(Stored records)
************

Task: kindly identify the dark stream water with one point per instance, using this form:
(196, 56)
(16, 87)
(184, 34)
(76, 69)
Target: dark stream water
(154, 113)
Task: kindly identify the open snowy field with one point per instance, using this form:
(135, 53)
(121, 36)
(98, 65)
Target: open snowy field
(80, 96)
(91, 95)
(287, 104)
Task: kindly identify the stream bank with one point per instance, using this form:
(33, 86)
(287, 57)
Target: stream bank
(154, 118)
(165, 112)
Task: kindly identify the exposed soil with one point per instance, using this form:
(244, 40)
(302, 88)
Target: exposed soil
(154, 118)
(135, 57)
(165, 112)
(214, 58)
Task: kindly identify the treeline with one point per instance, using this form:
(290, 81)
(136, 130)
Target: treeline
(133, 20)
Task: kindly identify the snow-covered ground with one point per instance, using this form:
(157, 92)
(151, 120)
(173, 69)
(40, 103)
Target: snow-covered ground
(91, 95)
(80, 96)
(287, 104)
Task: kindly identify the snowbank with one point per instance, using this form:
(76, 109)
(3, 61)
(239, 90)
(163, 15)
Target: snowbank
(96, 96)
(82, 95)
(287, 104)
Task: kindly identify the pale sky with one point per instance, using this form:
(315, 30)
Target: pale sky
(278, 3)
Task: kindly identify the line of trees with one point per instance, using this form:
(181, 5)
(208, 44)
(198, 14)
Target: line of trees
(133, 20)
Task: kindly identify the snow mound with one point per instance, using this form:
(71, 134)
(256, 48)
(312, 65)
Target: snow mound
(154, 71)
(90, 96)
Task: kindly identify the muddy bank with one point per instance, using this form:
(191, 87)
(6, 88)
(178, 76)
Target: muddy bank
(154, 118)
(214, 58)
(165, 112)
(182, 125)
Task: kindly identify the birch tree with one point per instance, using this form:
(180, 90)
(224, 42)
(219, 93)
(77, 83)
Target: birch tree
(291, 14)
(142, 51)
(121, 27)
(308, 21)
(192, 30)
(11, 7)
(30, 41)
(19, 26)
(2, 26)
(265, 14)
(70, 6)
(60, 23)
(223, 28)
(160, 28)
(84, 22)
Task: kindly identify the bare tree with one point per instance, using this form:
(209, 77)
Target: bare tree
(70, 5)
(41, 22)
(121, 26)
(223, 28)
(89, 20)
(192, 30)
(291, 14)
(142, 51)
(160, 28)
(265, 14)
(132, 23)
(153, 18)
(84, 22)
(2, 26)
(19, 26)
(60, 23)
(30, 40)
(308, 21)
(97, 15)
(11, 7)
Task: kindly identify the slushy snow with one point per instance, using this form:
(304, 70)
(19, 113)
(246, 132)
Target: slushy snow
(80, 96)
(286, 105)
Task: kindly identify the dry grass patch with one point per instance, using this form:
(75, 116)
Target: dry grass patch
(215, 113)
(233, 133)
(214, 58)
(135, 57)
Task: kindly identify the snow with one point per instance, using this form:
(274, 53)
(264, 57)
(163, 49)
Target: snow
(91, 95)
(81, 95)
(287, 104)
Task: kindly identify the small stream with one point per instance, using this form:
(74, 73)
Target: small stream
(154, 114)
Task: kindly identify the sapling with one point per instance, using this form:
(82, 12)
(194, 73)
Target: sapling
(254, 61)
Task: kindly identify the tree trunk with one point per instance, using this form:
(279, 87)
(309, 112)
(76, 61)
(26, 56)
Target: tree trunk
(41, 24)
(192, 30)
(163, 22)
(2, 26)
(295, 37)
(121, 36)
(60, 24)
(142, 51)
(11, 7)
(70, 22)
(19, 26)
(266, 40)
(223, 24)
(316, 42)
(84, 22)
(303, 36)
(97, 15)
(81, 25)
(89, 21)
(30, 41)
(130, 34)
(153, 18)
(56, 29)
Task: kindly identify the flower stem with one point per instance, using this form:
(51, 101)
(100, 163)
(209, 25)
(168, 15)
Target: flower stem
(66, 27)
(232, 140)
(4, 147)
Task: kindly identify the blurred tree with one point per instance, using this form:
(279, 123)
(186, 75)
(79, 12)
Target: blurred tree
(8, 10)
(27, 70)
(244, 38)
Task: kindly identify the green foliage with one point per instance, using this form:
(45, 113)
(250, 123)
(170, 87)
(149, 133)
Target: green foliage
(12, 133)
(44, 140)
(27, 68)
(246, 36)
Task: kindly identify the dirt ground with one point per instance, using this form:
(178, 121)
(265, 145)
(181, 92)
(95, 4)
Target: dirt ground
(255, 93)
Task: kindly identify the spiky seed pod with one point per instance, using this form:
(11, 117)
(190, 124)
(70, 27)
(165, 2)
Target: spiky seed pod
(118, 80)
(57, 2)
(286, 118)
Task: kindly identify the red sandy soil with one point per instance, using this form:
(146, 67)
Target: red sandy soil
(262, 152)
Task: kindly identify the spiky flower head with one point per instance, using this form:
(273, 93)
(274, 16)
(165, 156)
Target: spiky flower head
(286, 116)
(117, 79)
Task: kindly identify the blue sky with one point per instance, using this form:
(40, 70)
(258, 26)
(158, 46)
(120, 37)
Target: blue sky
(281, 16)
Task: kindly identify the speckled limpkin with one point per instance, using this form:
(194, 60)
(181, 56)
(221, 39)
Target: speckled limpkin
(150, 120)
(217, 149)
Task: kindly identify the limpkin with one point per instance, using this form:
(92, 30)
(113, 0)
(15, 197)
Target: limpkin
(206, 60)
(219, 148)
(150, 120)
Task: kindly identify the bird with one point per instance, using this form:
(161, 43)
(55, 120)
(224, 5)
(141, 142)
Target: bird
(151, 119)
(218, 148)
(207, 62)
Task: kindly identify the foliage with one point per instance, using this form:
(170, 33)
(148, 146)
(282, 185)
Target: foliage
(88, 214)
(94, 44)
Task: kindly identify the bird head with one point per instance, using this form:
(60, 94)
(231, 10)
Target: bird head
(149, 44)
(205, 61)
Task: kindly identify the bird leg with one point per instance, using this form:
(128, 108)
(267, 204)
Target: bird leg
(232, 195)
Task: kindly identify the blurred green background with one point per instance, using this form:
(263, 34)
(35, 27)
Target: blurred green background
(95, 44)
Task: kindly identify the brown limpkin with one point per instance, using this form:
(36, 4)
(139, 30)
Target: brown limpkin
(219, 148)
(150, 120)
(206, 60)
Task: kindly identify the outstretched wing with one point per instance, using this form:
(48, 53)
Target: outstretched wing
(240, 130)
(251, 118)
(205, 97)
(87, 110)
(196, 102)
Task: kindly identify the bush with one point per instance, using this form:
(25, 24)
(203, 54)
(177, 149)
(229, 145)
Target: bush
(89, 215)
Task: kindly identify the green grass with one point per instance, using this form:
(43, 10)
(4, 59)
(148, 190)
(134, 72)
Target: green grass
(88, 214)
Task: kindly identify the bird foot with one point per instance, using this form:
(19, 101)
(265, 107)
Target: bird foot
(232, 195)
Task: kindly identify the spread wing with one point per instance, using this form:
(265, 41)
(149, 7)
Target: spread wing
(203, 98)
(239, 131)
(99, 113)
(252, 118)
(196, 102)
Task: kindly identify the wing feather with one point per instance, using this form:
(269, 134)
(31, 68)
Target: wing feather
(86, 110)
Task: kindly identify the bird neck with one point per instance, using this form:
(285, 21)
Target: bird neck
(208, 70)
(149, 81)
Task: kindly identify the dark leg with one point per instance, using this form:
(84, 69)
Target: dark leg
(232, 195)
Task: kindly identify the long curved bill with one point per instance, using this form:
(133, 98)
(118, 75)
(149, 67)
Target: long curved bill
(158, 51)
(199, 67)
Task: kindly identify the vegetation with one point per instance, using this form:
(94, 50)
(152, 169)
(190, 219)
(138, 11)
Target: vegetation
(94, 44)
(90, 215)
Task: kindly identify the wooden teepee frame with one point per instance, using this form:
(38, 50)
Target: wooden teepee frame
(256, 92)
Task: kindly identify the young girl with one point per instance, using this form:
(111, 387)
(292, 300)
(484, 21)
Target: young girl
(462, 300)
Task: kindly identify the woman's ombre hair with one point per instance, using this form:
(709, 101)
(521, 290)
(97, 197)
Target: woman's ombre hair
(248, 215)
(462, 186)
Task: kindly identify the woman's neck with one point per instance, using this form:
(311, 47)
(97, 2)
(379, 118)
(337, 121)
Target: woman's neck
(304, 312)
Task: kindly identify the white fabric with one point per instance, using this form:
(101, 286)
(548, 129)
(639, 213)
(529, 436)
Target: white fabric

************

Directions for this task: Some lines in the data above hold the string "white". Find and copy each of them.

Exercise response:
Task: kindly identify the white fabric with one point per instance, using this form:
Target: white fabric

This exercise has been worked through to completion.